** Action item **
The data that follows is to be given again, exactly as written.
(Recorded information)
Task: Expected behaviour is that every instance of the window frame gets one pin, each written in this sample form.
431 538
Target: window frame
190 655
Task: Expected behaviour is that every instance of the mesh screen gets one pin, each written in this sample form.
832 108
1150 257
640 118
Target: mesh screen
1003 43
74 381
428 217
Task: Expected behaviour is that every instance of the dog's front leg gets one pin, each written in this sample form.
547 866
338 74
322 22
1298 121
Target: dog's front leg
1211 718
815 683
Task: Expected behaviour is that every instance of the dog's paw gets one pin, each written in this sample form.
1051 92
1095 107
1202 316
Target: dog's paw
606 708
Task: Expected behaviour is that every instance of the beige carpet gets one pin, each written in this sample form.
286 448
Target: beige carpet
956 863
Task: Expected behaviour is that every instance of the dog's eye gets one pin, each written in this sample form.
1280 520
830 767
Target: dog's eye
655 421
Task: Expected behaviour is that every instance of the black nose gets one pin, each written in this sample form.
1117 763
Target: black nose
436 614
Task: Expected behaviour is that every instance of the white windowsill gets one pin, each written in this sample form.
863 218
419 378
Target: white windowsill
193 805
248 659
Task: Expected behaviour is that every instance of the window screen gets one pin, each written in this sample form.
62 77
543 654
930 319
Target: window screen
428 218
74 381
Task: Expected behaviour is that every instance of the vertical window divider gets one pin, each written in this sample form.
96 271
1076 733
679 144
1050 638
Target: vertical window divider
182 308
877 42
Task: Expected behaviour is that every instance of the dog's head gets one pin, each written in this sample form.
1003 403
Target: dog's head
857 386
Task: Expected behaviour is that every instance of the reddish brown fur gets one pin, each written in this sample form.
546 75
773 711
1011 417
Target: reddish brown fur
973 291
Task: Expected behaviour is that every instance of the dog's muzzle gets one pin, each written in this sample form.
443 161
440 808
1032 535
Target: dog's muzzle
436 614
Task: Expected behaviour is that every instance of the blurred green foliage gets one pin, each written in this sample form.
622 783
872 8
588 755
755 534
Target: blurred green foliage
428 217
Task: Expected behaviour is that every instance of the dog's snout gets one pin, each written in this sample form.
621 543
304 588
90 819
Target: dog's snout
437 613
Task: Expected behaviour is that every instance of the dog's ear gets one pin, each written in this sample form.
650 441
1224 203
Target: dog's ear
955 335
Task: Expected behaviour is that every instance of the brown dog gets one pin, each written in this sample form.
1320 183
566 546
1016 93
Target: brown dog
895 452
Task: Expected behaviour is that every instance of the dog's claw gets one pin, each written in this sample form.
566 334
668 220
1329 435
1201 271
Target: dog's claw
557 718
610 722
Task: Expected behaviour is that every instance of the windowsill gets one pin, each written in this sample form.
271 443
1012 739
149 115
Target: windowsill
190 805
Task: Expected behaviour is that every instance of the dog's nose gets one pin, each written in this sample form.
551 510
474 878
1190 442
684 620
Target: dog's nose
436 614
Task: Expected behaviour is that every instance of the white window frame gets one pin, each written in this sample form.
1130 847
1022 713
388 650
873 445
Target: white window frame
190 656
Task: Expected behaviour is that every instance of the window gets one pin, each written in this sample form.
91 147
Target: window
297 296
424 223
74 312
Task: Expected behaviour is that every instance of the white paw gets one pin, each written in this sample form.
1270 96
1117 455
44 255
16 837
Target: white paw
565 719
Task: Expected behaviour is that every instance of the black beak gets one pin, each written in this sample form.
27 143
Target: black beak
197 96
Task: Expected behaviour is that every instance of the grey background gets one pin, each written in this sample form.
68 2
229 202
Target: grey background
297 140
(End Recorded information)
** Exercise output **
Task: Expected behaviour is that every instance of the window frame gets one pin, each written in this sample form.
431 538
Target: window frame
190 655
Task: Expected behaviour is that every instance of the mesh screen gets one pin, each written in this sample form.
832 108
1150 257
640 118
Target: mesh screen
1003 43
74 381
428 217
Task: Expected behaviour is that every instance of the dog's front leg gets one pin, each written in this sample form.
547 866
338 74
322 22
1298 121
Target: dog's front leg
1211 718
815 683
Task: Expected behaviour is that every instance of the dog's paw gets one pin, each written in this sample form.
1051 92
1095 107
1202 316
Target: dog's paw
606 708
Task: Expected behaviour is that every instance of the beige carpet gets one pin, each written in this sample form.
286 448
Target: beige carpet
956 863
Task: Expected behaviour is that every instance of the dog's eye gets one pin, each written in this sample form.
1280 520
830 767
Target: dog's eye
655 421
Task: Expected behaviour is that every instance of the black nose gets one pin, each written in this sample form.
1117 763
Target: black nose
436 614
Task: Expected behaviour is that every instance of the white windowsill gets one pin, each written in this sample form.
863 218
419 378
Target: white windowsill
193 805
248 659
Task: Expected behaviour is that every instance of the window screen gets one pin, each written in this sample form.
62 77
543 654
930 319
Target: window screen
428 218
74 381
Task: Expected behaviour is that every instance of the vertical window divider gets one pin, each written in this sample form.
96 271
1076 733
679 144
1050 638
Target: vertical window divider
182 308
877 42
Task: Expected behaviour is that every instance of the dog's head gets one pin, each written in this sample form.
1003 403
Target: dog's head
857 386
Task: Expected behaviour is that every instance of the reddish brown fur gets one pin, each written in this sample form.
546 75
773 711
1011 417
Target: reddish brown fur
973 291
Task: Expected behaviour is that every instance of the dog's muzzle gets one pin, each written in this sample form.
443 161
440 808
1032 535
Target: dog's muzzle
436 614
Task: Expected behaviour is that every instance of the blurred green foliage gets one pin, each written in this sample form.
622 783
872 8
588 755
755 534
Target: blurred green foliage
428 217
Task: Expected behaviour is that every instance of the dog's snout gets one pin, each written in this sample form.
621 543
304 588
90 819
Target: dog's snout
437 613
Task: Expected behaviour is that every instance of the dog's ear gets one pin, each written in this sample form.
650 441
1224 203
Target: dog's ear
955 335
Task: Expected behaviour is that every instance of the brown dog gets one pin, each written in this sample form.
1320 183
566 546
1016 93
Target: brown dog
895 452
Task: Expected behaviour is that every instance of the dog's claw gets one pin, each written in this sample form.
566 334
668 220
1329 435
1201 271
Target: dog's claw
557 718
610 722
Task: Expected behaviour is that every instance of the windowsill gets one pin, each written in this sample form.
271 443
1012 739
149 115
Target: windowsill
190 805
Task: Expected behaviour is that every instance of the dog's nose gets one pin, each written in this sample form.
551 510
474 878
1190 442
684 620
Target: dog's nose
436 614
Task: Expected behaviour is that every instance of the white window frame gets one pin, each written in this sample form.
1130 847
1022 713
388 650
873 445
Target: white window frame
190 656
Task: Expected behaviour is that every instance of the window gets one pin, each written in this sample form.
91 147
Target: window
297 296
424 223
74 312
Task: Expected behaviour is that every instance of the white paw gets one pin, each written in this sample form.
1270 96
1117 455
44 255
16 837
Target: white paw
565 719
Task: Expected behaviour is that every instance of the black beak gets one pin, each written in this sample form.
27 143
Target: black beak
197 96
Task: Expected behaviour is that every instance of the grey background gets one pin, each written in this sample form.
68 2
229 202
Target: grey background
297 140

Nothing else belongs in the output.